* [Instructions]:
A) In the Branagh profile, which company is Bill Branagh the managing director of?
B) Repeat the part of the Branagh profile between "BILL: Ken was" and "tyres off his.", inclusive.

* [Passage for review]:
──────────

Relative Values: Bill and Kenneth Branagh

Sunday Times (London), August 1 1999
by Ann McFerran
*thanks to Catherine and Nicky

PHOTOS: Bill and Ken - as kids and today

Bill and Kenneth Branagh were born in Belfast and moved to Reading in 1970 when Bill was 14 and Ken 9. Bill left school at 16, and after college had a successful career in the IT and telecom industry. Now 43, he is managing director of Case Technology, an independent manufacturer of voice and data conversion technology. He and his wife, Sally, have two daughters, Kim, 18, and Nicky, 13, and live near Reading. Kenneth, 38, won the Most Promising Newcomer award for his role in Another Country in 1982. He has directed and starred in the films Henry V and Much Ado About Nothing, directed the films Mary Shelley's Frankenstein and In the Bleak Midwinter, and starred in several Shakespeare plays. He is starring in Paul Greengrass's Theory of Flight and Barry Sonnenfeld's Wild Wild West, and has directed and stars in his own film of Love's Labour's Lost, due out later this year. His six-year marriage to the actress Emma Thompson ended in divorce in 1995. He lives in London. Their sister, Joyce, 29, will direct Hamlet at the Tivoli Theatre, Dublin, in November.

BILL: Ken was a regular little boy growing up in Belfast, who played football in the street. When my father went away he'd bring us back a little matchbox car. I used to keep mine pristine clean, but Ken used to take the tyres off his.

Coming to England was very difficult for both of us. No one understood what I said, including the English teacher. I think Ken adapted more quickly than I did - he's great at accents. He was always a massive reader. At 12 he wrote to the editor of the local paper saying wouldn't it be a good idea if a child reviewed books, to give a child's perspective. His bedroom became like an Aladdin's cave. We kept the press cuttings - Branagh's Junior Book Shelf. A while back, my younger daughter said: "Do you think I could do that, Dad?" She wrote to the same paper and asked. The paper did a piece: "Branagh's niece is keeping up the family tradition."

──────────

* [Stored data]:
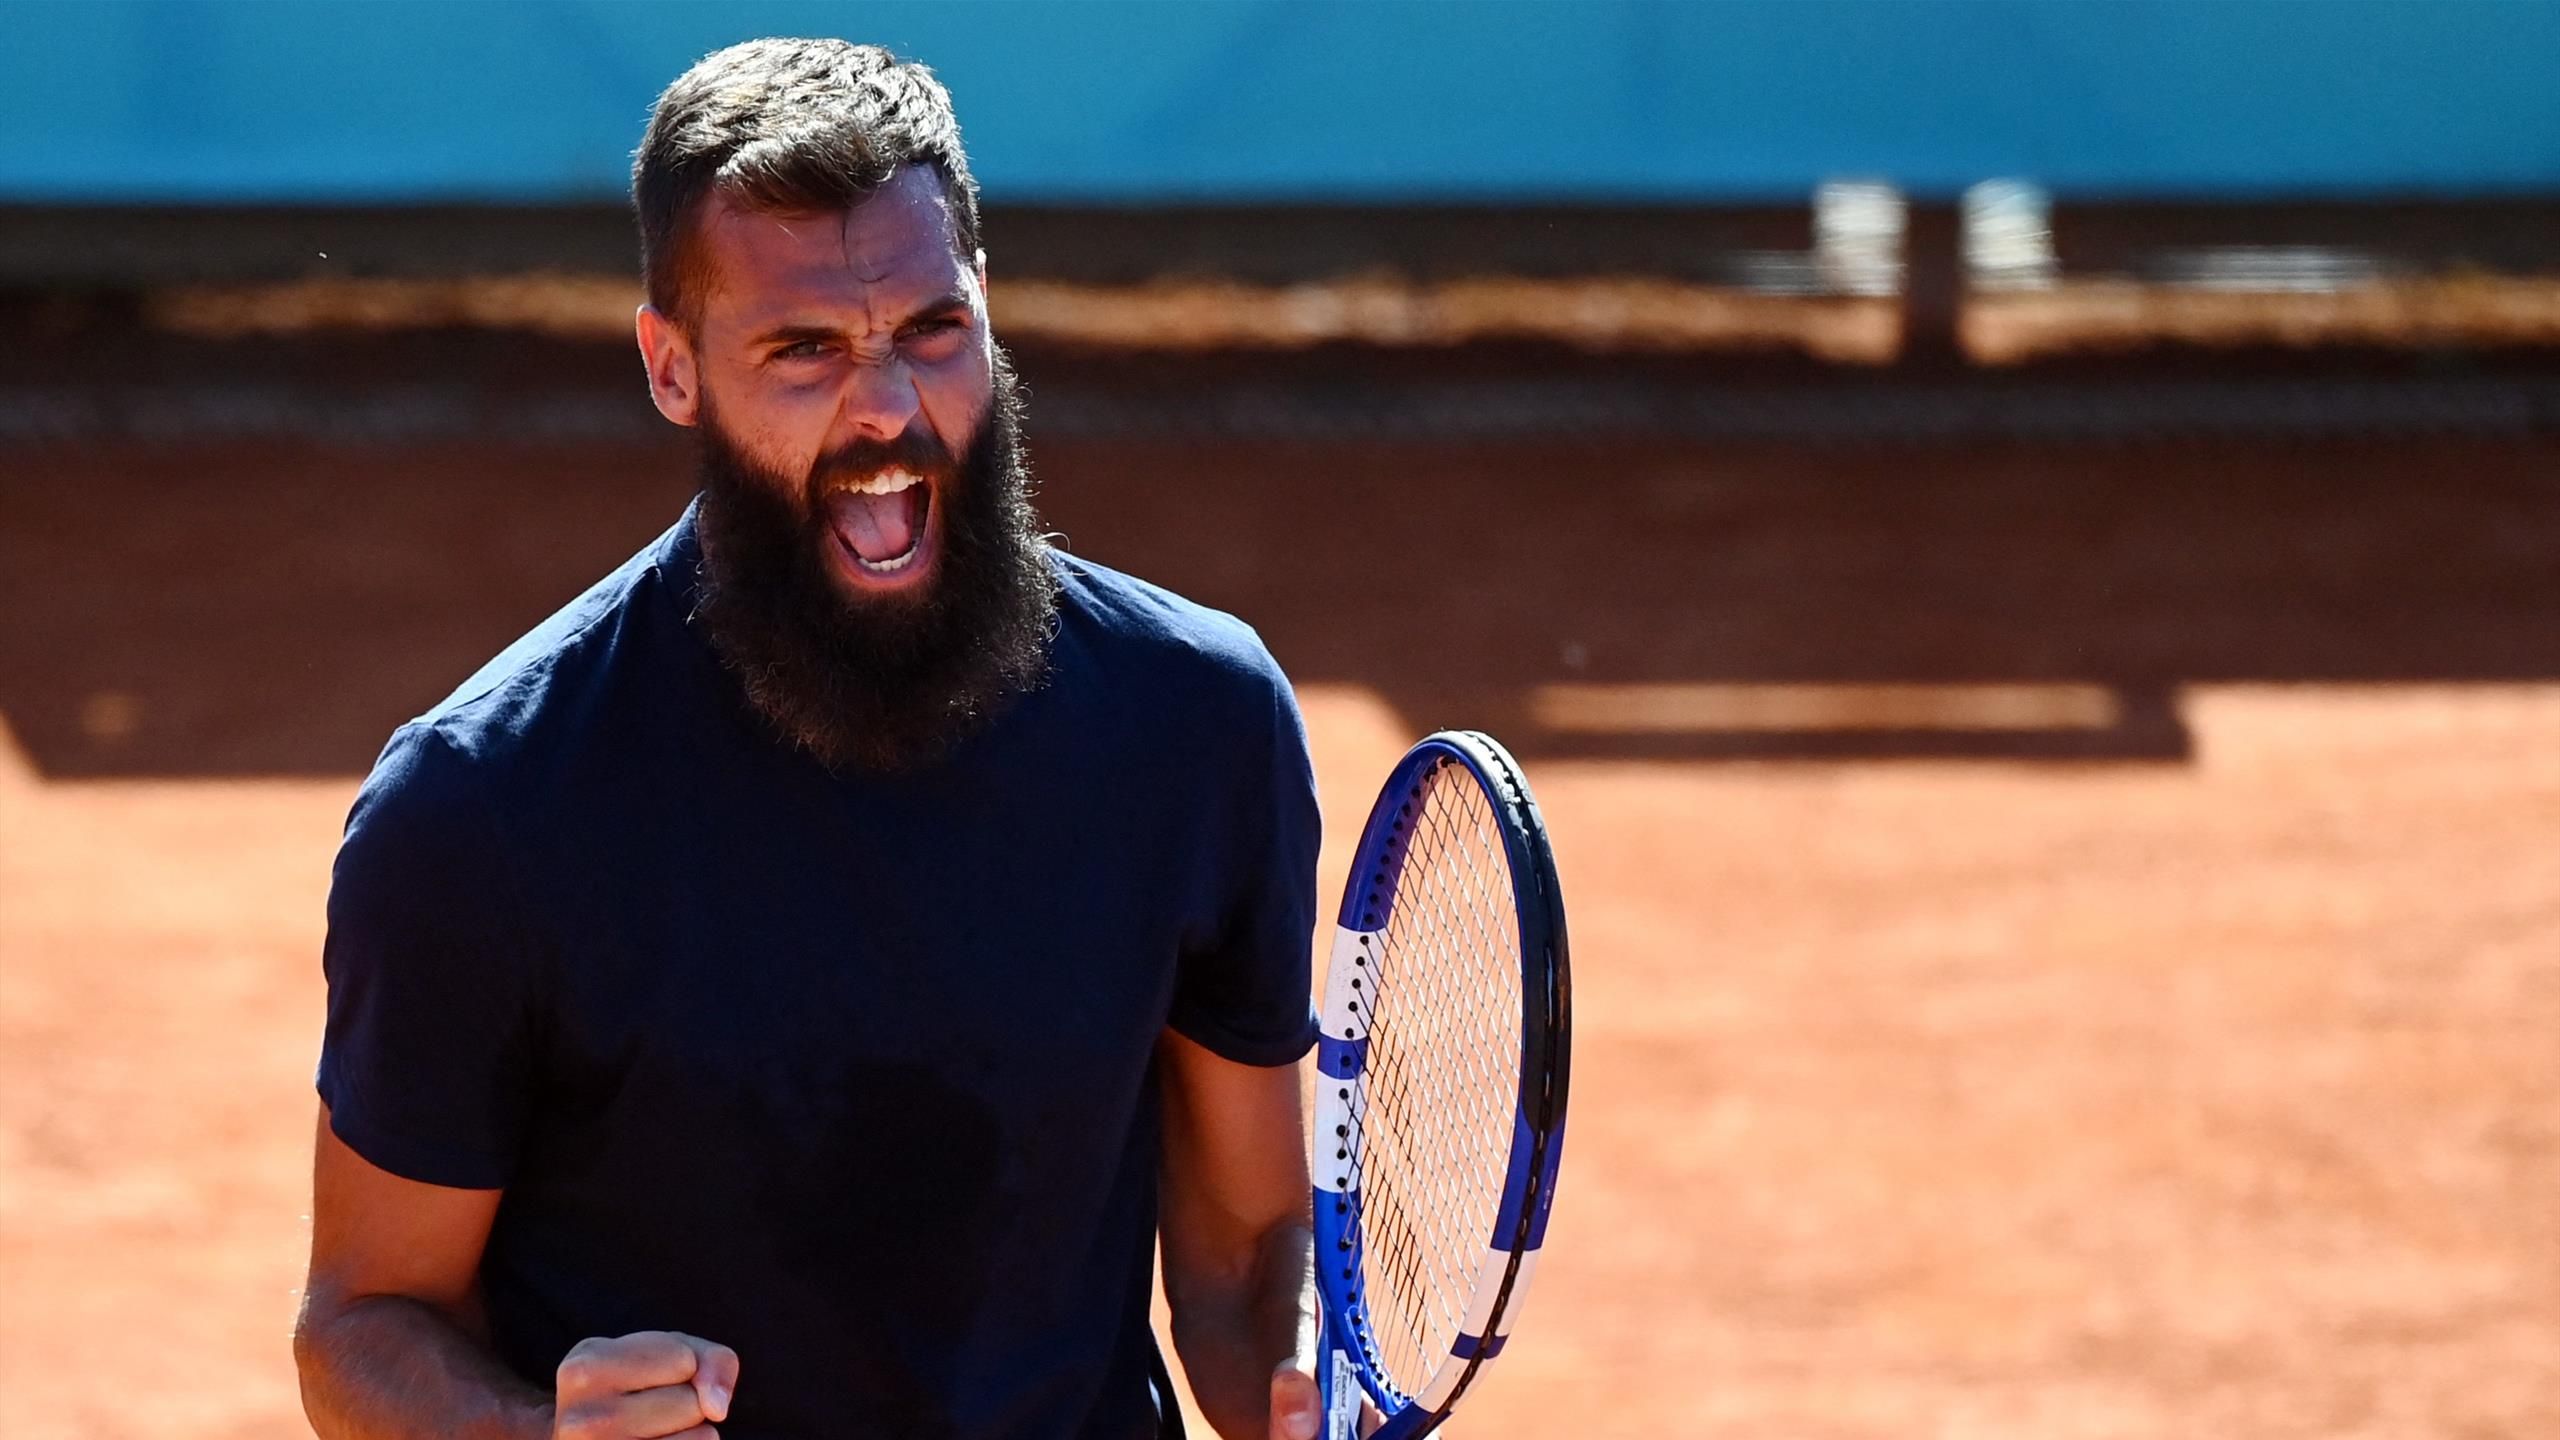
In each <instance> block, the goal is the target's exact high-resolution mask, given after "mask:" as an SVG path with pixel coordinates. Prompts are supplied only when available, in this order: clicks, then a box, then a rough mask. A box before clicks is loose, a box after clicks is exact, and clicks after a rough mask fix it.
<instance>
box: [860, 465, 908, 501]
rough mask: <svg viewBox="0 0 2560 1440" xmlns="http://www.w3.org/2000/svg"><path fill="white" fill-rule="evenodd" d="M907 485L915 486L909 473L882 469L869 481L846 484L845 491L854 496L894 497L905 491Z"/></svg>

──────────

* [Task-by-task answers]:
A) Case Technology

B)
BILL: Ken was a regular little boy growing up in Belfast, who played football in the street. When my father went away he'd bring us back a little matchbox car. I used to keep mine pristine clean, but Ken used to take the tyres off his.